■ Text to read ■

▽

# Good gym in Navan?



## Chim (20 Sep 2007)

Anyone have any recommendations? Must be newbie (have never set foot in a gym!) and lady friendly.

Specifically I'm considering Figure8 in Blackcastle; Aura in Windtown; Curves in the town centre; and Jackie Skelly in Johnstown.

Reviews, opinions, experiences, pros and cons would be much appreciated!


----------



## Megan (21 Sep 2007)

I think a good long long long walk is better then any gym and if you which I will supply you with two very friendly dogs to keep you company but you will need to supply your own pooh scooper!!


----------



## LouisLaLoope (21 Sep 2007)

I'm not a fan of Jackie Skelly - I checked out the one on Clarendon Street and their ethos seems to be just to get the money in and goodbye and good luck.  I could be way off target saying that, but it was certainly my impression.

I joined Aura Leisurelink (I presume that's the Windtown road one?).  I though it was great.  The instructor guy who did up my programme was sound and very helpful.  I thought the place was clean and the pool is lovely.

As a newbie, maybe try to shop around for somewhere that does 3 or 6 month membership, in case you don't like it!

There's a Curves one between Kennedy Road and Trimgate Street.  It would certainly be "lady friendly" but I think regular gyms are better.  Don't be shy!  Just get some nice gym gear to wear and you'll be laughing (and sweating and huffing and puffing...!).

△

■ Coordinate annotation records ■
▽

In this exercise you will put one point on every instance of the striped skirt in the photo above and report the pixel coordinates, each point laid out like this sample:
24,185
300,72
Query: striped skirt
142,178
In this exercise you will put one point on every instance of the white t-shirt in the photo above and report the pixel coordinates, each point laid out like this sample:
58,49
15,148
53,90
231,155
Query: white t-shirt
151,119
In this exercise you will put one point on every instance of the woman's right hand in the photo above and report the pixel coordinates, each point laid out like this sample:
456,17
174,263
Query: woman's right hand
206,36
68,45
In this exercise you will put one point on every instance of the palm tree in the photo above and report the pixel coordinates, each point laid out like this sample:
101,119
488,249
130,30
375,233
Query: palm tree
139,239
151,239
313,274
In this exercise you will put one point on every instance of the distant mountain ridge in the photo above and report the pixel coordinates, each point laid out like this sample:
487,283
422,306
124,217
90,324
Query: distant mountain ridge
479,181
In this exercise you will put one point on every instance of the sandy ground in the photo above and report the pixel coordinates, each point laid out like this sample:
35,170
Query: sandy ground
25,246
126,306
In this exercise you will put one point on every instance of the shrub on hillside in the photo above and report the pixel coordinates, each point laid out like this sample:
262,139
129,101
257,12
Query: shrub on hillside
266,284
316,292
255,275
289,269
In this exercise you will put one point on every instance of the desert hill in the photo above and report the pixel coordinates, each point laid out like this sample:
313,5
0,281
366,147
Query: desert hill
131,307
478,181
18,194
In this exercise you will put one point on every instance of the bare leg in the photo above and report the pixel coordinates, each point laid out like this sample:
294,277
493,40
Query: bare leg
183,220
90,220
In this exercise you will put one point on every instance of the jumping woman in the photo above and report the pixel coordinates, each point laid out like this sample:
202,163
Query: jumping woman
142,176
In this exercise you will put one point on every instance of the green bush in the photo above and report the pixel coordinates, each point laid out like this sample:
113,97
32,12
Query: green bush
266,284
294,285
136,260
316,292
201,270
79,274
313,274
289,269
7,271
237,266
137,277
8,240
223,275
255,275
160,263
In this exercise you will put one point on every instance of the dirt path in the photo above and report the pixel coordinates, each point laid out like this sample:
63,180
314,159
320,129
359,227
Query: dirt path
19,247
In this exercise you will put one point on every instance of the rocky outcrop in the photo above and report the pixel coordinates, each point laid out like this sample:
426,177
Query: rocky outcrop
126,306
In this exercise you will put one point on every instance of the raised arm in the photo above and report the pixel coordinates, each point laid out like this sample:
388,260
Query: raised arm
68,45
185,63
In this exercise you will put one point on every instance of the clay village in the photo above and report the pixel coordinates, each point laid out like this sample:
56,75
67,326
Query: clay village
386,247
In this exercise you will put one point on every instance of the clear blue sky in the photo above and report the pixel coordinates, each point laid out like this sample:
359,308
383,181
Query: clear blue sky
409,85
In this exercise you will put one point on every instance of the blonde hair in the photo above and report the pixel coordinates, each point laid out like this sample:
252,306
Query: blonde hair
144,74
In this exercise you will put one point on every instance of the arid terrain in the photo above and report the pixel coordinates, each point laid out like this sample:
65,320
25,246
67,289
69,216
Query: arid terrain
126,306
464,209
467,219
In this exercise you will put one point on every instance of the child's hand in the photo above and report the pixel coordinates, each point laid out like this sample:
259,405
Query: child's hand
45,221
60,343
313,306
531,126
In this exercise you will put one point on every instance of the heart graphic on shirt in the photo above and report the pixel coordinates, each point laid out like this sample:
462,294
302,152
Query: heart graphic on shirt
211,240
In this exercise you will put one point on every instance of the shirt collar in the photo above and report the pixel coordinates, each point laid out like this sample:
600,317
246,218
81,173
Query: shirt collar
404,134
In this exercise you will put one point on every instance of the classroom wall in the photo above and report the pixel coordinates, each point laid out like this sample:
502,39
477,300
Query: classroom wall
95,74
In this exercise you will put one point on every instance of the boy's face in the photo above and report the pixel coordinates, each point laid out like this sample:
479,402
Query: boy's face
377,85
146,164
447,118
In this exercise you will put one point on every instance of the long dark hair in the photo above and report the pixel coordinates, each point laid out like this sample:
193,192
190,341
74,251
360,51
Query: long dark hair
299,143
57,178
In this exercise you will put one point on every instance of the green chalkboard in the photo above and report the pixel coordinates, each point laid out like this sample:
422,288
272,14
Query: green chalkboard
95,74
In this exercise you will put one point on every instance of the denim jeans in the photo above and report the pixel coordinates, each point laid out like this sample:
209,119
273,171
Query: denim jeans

△

■ Written request 1 ■
Answer these questions about the forum thread:
(a) Which gym in Blackcastle does Chim say is under consideration?
(b) On what street was the Jackie Skelly gym that LouisLaLoope checked out?
(c) What membership lengths does LouisLaLoope suggest a newbie shop around for?
■ Written request 2 ■
Swap "denim" for "corduroy" in the entries, beginning at the line that contains "of the denim" and stopping after the last line of the entries. Give back only those lines, with nothing else changed.
The forum thread and the entries come from unrelated sources.

■ Exercise solution 1 ■
(a) Figure8
(b) Clarendon Street
(c) 3 or 6 month membership

■ Exercise solution 2 ■
In this exercise you will put one point on every instance of the corduroy jeans in the photo above and report the pixel coordinates, each point laid out like this sample:
209,119
273,171
Query: corduroy jeans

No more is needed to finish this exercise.